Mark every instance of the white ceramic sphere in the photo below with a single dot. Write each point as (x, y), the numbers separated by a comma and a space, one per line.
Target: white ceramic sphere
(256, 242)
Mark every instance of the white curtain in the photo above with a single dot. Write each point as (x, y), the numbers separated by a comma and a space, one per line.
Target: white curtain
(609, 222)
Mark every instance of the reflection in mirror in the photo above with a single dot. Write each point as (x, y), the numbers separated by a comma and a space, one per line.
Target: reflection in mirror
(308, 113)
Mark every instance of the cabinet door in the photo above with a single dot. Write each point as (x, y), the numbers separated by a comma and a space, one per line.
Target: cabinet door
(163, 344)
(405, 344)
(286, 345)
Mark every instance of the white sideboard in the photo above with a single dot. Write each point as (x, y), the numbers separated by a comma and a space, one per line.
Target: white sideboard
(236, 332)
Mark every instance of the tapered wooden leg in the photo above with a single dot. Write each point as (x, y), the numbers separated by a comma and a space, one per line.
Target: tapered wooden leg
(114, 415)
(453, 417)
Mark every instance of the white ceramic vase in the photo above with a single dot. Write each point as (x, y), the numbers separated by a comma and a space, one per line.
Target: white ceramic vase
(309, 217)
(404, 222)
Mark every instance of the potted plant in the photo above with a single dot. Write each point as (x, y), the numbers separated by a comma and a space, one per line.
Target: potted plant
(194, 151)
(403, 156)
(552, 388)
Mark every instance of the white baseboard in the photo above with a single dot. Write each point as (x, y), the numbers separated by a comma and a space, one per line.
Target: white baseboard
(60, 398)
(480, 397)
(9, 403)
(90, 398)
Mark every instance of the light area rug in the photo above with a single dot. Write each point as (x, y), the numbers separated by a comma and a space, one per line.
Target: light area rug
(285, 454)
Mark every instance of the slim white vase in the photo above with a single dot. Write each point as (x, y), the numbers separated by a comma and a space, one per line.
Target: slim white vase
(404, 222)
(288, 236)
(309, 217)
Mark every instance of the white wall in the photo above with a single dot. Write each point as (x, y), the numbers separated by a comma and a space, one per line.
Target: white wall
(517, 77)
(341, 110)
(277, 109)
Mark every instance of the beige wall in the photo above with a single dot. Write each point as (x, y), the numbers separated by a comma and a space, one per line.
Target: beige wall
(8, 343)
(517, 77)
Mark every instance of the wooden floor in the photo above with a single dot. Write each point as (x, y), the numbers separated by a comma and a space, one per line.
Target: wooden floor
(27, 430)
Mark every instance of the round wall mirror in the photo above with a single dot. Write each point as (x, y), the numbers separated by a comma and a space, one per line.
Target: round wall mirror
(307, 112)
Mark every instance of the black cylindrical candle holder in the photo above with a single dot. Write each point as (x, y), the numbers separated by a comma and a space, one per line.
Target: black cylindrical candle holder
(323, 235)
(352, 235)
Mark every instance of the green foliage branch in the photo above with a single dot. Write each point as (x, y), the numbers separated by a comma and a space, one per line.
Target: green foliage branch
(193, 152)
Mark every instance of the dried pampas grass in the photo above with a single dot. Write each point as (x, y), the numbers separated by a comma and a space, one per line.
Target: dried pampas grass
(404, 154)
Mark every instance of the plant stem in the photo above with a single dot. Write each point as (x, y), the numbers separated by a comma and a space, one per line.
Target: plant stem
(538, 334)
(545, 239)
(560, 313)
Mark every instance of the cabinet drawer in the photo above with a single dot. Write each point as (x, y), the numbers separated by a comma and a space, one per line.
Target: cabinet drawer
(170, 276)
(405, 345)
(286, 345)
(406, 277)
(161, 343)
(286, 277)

• • •

Rewrite all of the material above as a Markdown table with the columns Row and Line. Put each line in its own numbered row and leave out blank lines.

▸ Solution for this task:
| Row | Line |
|---|---|
| 1 | Mark every instance of the white ceramic sphere in the photo below with a single dot. Write each point as (x, y), the numbers separated by a comma and a space, one per line. |
| 2 | Target: white ceramic sphere |
| 3 | (256, 242) |
| 4 | Mark every instance of the white curtain in the photo above with a single dot. Write each point as (x, y), the numbers separated by a comma and a space, one per line. |
| 5 | Target: white curtain |
| 6 | (609, 222) |
| 7 | Mark every instance of the reflection in mirror in the photo above with a single dot. Write each point as (x, y), the numbers separated by a comma and a space, one per line. |
| 8 | Target: reflection in mirror |
| 9 | (308, 113) |
| 10 | Mark every instance of the cabinet door in the photo above with a single dot. Write each point as (x, y), the numbers separated by a comma and a space, one per line. |
| 11 | Target: cabinet door |
| 12 | (163, 344) |
| 13 | (405, 344) |
| 14 | (286, 345) |
| 15 | Mark every instance of the white sideboard in the photo above with a single dot. Write each point as (x, y), the numbers separated by a comma and a space, one per line. |
| 16 | Target: white sideboard |
| 17 | (236, 332) |
| 18 | Mark every instance of the tapered wooden leg in the photo above with a single dot. Write each point as (x, y), the numbers separated by a comma and a space, one per line. |
| 19 | Target: tapered wooden leg |
| 20 | (114, 415) |
| 21 | (453, 417) |
| 22 | Mark every instance of the white ceramic vase in the photo above with a single dot. Write each point as (x, y), the numbers separated by a comma and a space, one per line. |
| 23 | Target: white ceramic vase |
| 24 | (309, 217) |
| 25 | (404, 222) |
| 26 | Mark every instance of the potted plant in the photo above with a single dot. Write each point as (x, y), the numbers separated by a comma and a space, one per line. |
| 27 | Target: potted plant |
| 28 | (194, 151) |
| 29 | (403, 156) |
| 30 | (552, 388) |
| 31 | Mark every instance of the white baseboard in the photo above with a single dot. Write each point as (x, y), the numbers separated by a comma and a space, one per line. |
| 32 | Target: white baseboard |
| 33 | (60, 398) |
| 34 | (480, 397) |
| 35 | (9, 403) |
| 36 | (90, 398) |
| 37 | Mark every instance of the light area rug in the photo above with a single dot. Write each point as (x, y), the numbers separated by a comma and a space, one per line. |
| 38 | Target: light area rug |
| 39 | (285, 454) |
| 40 | Mark every instance of the slim white vase in the photo above with a single dot. Write each point as (x, y), the numbers separated by a comma and a space, one per line. |
| 41 | Target: slim white vase |
| 42 | (404, 222) |
| 43 | (288, 236) |
| 44 | (309, 217) |
| 45 | Mark every instance of the white wall in the photo above with a single dot. Write each point as (x, y), the numbers separated by a comma and a space, one per line. |
| 46 | Target: white wall |
| 47 | (517, 77) |
| 48 | (341, 110) |
| 49 | (277, 109) |
| 50 | Mark every instance of the beige wall in the photo above with a single dot. Write each point as (x, y), the numbers separated by a comma and a space, one per line. |
| 51 | Target: beige wall |
| 52 | (8, 343) |
| 53 | (517, 77) |
| 54 | Mark every instance of the wooden floor in the photo above with a single dot. Write each point as (x, y), the numbers separated by a comma and a space, one per line. |
| 55 | Target: wooden floor |
| 56 | (27, 430) |
| 57 | Mark every instance of the round wall mirror in the photo above with a single dot. Write each point as (x, y), the numbers separated by a comma and a space, one per line. |
| 58 | Target: round wall mirror |
| 59 | (307, 112) |
| 60 | Mark every instance of the black cylindrical candle holder in the photo above with a single dot. Write each point as (x, y), the numbers separated by a comma and a space, one per line. |
| 61 | Target: black cylindrical candle holder |
| 62 | (323, 235) |
| 63 | (352, 235) |
| 64 | Mark every instance of the green foliage branch in the photo above with a single dot. Write each point as (x, y), the numbers separated by a comma and a space, one per line. |
| 65 | Target: green foliage branch |
| 66 | (193, 152) |
| 67 | Mark every instance of the dried pampas grass in the photo above with a single dot. Write each point as (x, y), the numbers separated by a comma and a space, one per line. |
| 68 | Target: dried pampas grass |
| 69 | (404, 154) |
| 70 | Mark every instance of the plant stem in the photo above with a single dot. Write each point as (x, y), the numbers separated by a comma and a space, one per line. |
| 71 | Target: plant stem |
| 72 | (538, 334) |
| 73 | (545, 239) |
| 74 | (560, 313) |
| 75 | Mark every instance of the cabinet drawer in the photo above with a single dot. Write each point as (x, y), the numbers separated by a comma and a space, one per line. |
| 76 | Target: cabinet drawer |
| 77 | (170, 276) |
| 78 | (405, 345) |
| 79 | (286, 345) |
| 80 | (406, 277) |
| 81 | (161, 343) |
| 82 | (286, 277) |